**TASK GOAL:** An identical copy of all the entries is the required result.
----
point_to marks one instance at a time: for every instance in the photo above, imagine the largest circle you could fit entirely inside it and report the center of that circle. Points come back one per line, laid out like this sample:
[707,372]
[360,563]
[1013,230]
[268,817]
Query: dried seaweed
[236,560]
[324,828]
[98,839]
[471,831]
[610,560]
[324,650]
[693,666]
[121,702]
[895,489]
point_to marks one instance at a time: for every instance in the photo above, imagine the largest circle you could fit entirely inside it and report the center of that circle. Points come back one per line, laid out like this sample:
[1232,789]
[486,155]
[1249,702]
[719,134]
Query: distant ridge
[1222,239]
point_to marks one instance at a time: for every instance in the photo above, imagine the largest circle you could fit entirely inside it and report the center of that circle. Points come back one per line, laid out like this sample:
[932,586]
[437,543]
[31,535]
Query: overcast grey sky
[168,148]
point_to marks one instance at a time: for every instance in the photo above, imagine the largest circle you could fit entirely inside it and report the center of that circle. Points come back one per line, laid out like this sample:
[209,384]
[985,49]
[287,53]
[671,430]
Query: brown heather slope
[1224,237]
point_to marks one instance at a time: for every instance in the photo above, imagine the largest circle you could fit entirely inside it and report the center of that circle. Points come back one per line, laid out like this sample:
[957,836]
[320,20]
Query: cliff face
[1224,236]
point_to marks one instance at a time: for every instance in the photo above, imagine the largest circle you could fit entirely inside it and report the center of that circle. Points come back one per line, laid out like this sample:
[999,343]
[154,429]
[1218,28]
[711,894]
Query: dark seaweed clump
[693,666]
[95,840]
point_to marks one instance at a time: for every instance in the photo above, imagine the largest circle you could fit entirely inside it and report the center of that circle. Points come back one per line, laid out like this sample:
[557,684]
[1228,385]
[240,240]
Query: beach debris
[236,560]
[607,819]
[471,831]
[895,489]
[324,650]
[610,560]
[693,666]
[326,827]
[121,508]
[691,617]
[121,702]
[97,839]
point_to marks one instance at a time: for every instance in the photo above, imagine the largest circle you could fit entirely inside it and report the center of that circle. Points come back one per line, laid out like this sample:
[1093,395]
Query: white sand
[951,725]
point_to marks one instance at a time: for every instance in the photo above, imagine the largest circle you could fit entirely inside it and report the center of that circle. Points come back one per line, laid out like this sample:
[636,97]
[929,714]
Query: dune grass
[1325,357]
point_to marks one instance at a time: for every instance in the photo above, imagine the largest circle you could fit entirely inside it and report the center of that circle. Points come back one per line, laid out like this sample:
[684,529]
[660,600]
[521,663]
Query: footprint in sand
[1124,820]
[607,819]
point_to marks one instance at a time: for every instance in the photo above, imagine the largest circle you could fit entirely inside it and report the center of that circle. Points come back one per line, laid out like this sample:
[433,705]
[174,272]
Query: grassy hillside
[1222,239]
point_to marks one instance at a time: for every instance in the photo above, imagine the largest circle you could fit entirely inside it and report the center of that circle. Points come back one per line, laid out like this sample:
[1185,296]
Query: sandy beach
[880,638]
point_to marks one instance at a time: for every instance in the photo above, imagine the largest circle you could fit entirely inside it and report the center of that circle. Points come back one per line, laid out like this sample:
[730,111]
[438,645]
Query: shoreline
----
**SOLUTION TO THIS PROBLEM:**
point_to marks one instance at a time: for every instance in the photo above, imagine the largest circle you could fit entirely inside it and report the center of that circle. Points come back one per line, laid out like this sample:
[707,372]
[360,563]
[1013,230]
[268,817]
Query: dried seaweed
[236,560]
[324,828]
[98,839]
[471,831]
[610,560]
[324,650]
[693,666]
[121,702]
[895,489]
point_to marks one instance at a time: for every instance in the photo above, imagine the largest circle you could fit entirely inside it and report the center of that circle. Points come back one per line, laid out like this sample:
[1232,789]
[486,155]
[1249,702]
[719,134]
Query: distant ridge
[1222,239]
point_to marks one instance at a time: for every instance in the photo above, imagine the largest circle you could fit entirely inside it and report the center of that circle. Points come back one per line, laid out like this sample:
[932,586]
[437,543]
[31,535]
Query: overcast grey sky
[168,148]
point_to marks one instance at a time: for every instance in the photo above, imagine the largest circle you could fit entirely inside it and report the center of that circle. Points come back one per line, laid out like this sample:
[209,384]
[985,49]
[287,53]
[671,430]
Query: brown heather slope
[1224,237]
point_to marks one instance at a time: for every instance in the photo above, imagine the largest circle you could fit entirely inside it and report the center of that circle. Points come back one per line, laid out like this sample:
[957,836]
[320,20]
Query: cliff face
[1224,236]
point_to marks one instance at a time: for every instance in the photo above, imagine the largest circle you could fit entirely inside it and report the center of that circle. Points come back one per line, laid out like this sample:
[999,343]
[154,429]
[1218,28]
[711,894]
Query: dark seaweed clump
[693,666]
[95,840]
point_to marks one instance at a time: for every instance in the photo above, imagine the largest circle you could fit entirely inside it and report the center of that circle. Points come back one per line, laid out like this sample:
[557,684]
[1228,385]
[240,240]
Query: beach debris
[236,560]
[607,819]
[471,831]
[895,489]
[324,650]
[610,560]
[693,666]
[326,827]
[121,508]
[691,617]
[121,702]
[97,839]
point_to marks one instance at a time: for every instance in the photo above, imagine the largest circle you could fit entirely inside it and report the center of that circle. Points come back one per line, laid out like this sample:
[1093,395]
Query: white sand
[951,725]
point_to marks one instance at a time: for every instance in the photo above, imagine the largest circle you could fit entirely inside it and report the center of that circle. Points come back one per line, laid out like this sample:
[636,97]
[929,714]
Query: dune grass
[1325,357]
point_to marks one instance at a time: for every instance in the photo above, imagine the largest circle you could fit entirely inside it and report the center of that circle. Points come back one per line, laid out like this sample:
[684,529]
[660,600]
[521,663]
Query: footprint in sand
[1124,820]
[607,819]
point_to marks one instance at a time: for every instance in the photo above, imagine the largest circle you could fit entirely inside it and report the center of that circle. Points come back one per line, laid out like this sample:
[433,705]
[174,272]
Query: grassy hillside
[1222,239]
point_to marks one instance at a time: for every instance in the photo above, imagine the largest circle you could fit entirely inside it and report the center of that circle. Points come back one per line, laid out like this sample:
[1185,296]
Query: sandy beach
[880,638]
point_to marks one instance at a time: for every instance in the photo above, imagine the largest circle you could fit entirely inside it and report the center of that circle. Points come back one per line, laid out like this sample:
[730,111]
[438,645]
Query: shoreline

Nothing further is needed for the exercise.